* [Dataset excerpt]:
+--
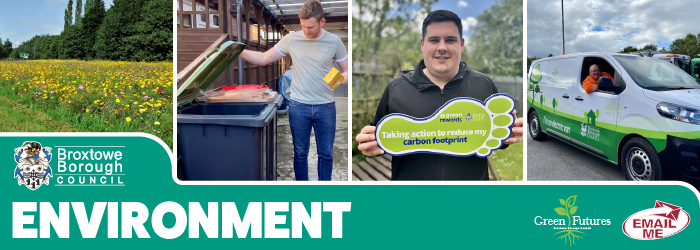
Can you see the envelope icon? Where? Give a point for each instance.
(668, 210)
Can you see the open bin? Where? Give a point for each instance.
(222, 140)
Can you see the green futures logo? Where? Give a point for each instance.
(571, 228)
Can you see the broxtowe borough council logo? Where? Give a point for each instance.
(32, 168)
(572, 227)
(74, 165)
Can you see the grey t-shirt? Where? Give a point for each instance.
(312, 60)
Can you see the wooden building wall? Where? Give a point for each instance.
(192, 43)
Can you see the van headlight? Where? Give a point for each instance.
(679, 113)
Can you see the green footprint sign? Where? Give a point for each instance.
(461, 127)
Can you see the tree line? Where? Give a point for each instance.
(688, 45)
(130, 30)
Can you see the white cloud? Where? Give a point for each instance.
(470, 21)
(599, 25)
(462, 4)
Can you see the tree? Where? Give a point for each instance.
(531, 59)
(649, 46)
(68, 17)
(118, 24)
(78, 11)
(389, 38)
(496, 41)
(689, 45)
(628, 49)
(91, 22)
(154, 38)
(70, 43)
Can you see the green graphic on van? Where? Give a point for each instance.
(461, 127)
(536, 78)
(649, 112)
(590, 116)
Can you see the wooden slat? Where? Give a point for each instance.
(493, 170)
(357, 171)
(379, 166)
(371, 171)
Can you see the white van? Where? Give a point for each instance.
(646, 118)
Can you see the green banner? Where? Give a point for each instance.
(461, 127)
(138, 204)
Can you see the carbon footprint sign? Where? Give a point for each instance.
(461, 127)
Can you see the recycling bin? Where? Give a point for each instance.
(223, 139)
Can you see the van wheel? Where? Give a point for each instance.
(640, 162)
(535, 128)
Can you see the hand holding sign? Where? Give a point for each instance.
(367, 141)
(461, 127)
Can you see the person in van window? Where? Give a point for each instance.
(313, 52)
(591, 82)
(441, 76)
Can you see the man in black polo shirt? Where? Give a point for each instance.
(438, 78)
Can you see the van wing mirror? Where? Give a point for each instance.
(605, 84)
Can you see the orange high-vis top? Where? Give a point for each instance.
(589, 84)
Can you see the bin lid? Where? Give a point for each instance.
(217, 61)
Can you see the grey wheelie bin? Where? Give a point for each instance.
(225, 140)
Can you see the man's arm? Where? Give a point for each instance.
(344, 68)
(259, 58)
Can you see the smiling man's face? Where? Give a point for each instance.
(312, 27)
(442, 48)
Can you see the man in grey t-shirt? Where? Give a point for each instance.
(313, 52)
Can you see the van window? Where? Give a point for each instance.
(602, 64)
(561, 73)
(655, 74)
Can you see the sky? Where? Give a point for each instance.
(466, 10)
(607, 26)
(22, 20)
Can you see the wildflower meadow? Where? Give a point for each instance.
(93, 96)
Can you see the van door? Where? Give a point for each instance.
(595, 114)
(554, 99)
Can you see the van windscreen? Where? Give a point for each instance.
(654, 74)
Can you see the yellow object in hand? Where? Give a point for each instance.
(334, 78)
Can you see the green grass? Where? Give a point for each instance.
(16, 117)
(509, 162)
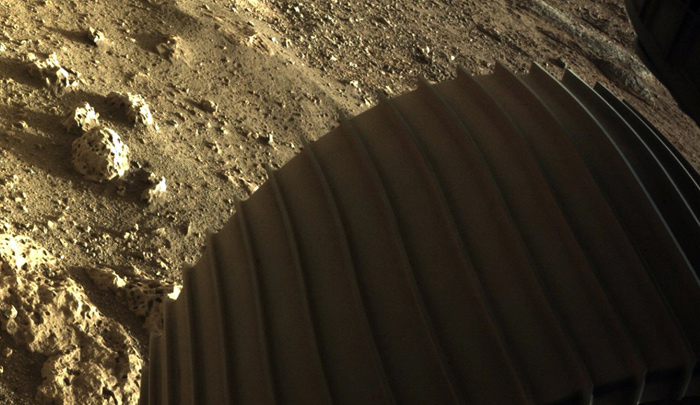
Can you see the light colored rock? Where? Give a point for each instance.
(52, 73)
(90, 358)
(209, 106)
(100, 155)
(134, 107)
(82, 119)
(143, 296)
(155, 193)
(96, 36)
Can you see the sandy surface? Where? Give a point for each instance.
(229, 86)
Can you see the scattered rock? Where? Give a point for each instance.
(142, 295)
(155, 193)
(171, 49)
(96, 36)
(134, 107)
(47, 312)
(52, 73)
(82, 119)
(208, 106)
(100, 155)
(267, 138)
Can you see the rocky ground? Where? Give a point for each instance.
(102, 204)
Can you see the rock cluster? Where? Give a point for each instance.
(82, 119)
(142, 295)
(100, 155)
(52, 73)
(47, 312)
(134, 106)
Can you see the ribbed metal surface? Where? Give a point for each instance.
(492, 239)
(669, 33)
+--
* [The exercise]: Return every one of the lines above word for word, but leave the pictures out of your answer.

* [Written solution]:
Can you see the envelope icon? Where? Give a point for each instance.
(668, 210)
Can you see the open bin? Where? Give a point for each instance.
(222, 140)
Can you see the green futures logo? Where? Give a point for each instance.
(571, 228)
Can you see the broxtowe borough council logo? Where? Give a point for each instance.
(32, 168)
(572, 227)
(74, 165)
Can you see the grey t-shirt? Where? Give a point for each instance.
(312, 60)
Can you see the wooden building wall? Where? Give a point for each instance.
(192, 43)
Can you see the van headlight? Where? Give a point for each instance.
(679, 113)
Can you see the green footprint sign? Where? Give a point for each instance.
(461, 127)
Can you see the tree line? Where? Give a point for each instance.
(688, 45)
(130, 30)
Can you see the white cloud? Where? Give a point for each instance.
(470, 21)
(599, 25)
(462, 4)
Can you see the tree? Where? Give a point for each instance.
(531, 59)
(649, 46)
(68, 17)
(118, 24)
(78, 11)
(389, 38)
(496, 41)
(689, 45)
(628, 49)
(91, 22)
(154, 38)
(70, 43)
Can you see the green graphic on van? Where? Give a point for each instance.
(461, 127)
(536, 78)
(649, 112)
(590, 116)
Can you see the wooden slat? Where? Give a point for each instance.
(493, 170)
(357, 171)
(379, 166)
(371, 171)
Can you see the white van? Where? Give a point for each instance.
(646, 118)
Can you see the green banner? Where? Give a point for each instance.
(461, 127)
(138, 204)
Can you see the carbon footprint sign? Where? Give a point for each instance.
(461, 127)
Can you see the recycling bin? Where? Give a point for each instance.
(223, 139)
Can you see the van wheel? Where? Give a point for each instance.
(640, 162)
(535, 128)
Can you see the hand holding sign? Where? Give a point for each instance.
(367, 141)
(461, 127)
Can you see the person in van window? Where? Give a point for each instance.
(313, 52)
(591, 82)
(441, 76)
Can you see the man in black polo shirt? Where? Give a point for each instance.
(438, 78)
Can you see the van wing mirror? Where? Give a point for each instance.
(605, 84)
Can you see the orange high-vis top? Where? Give a point for each instance.
(589, 84)
Can you see the bin lid? Where? Give a point for each instance.
(217, 61)
Can you see the grey wheelie bin? Where? Give a point for each instance.
(225, 140)
Can you see the man's arm? Where? Give a point for each instance.
(344, 68)
(259, 58)
Can you see the smiling man's face? Where? Give a point for each instance.
(312, 27)
(442, 48)
Can you see the man in grey t-shirt? Where? Give a point for each instance.
(313, 52)
Can you see the van window? Where? Give a point for each instance.
(602, 64)
(561, 73)
(655, 74)
Can you see the sky? Where? Give a point for each instance.
(466, 10)
(607, 26)
(22, 20)
Can you see the wildflower meadow? Where? Give a point for each instance.
(93, 96)
Can you see the van door? Where? Give a point for each instance.
(595, 114)
(554, 99)
Can you see the van windscreen? Where? Give a point for each instance.
(654, 74)
Can you see the yellow object in hand? Where? Give a point for each instance.
(334, 78)
Can you see the green grass? Where? Give a point for each instance.
(16, 117)
(509, 162)
Can you see the light colored rock? Where? Give a point for each instance.
(52, 73)
(90, 358)
(209, 106)
(100, 155)
(134, 107)
(82, 119)
(143, 296)
(155, 193)
(96, 36)
Can you see the sandy surface? Where? Give a point for each instance.
(229, 86)
Can you see the scattered rock? Where? Give a point for each instance.
(142, 295)
(155, 193)
(171, 49)
(96, 36)
(134, 107)
(47, 312)
(52, 73)
(82, 119)
(208, 106)
(100, 155)
(267, 138)
Can you see the rocky ground? Where? Give a point for each instance.
(102, 204)
Can you see the rock cluster? Where? Give a point for each instance.
(82, 119)
(142, 295)
(100, 155)
(52, 73)
(47, 312)
(134, 106)
Can you see the ribbed metal surface? Where? Give a point for each instance.
(492, 239)
(669, 33)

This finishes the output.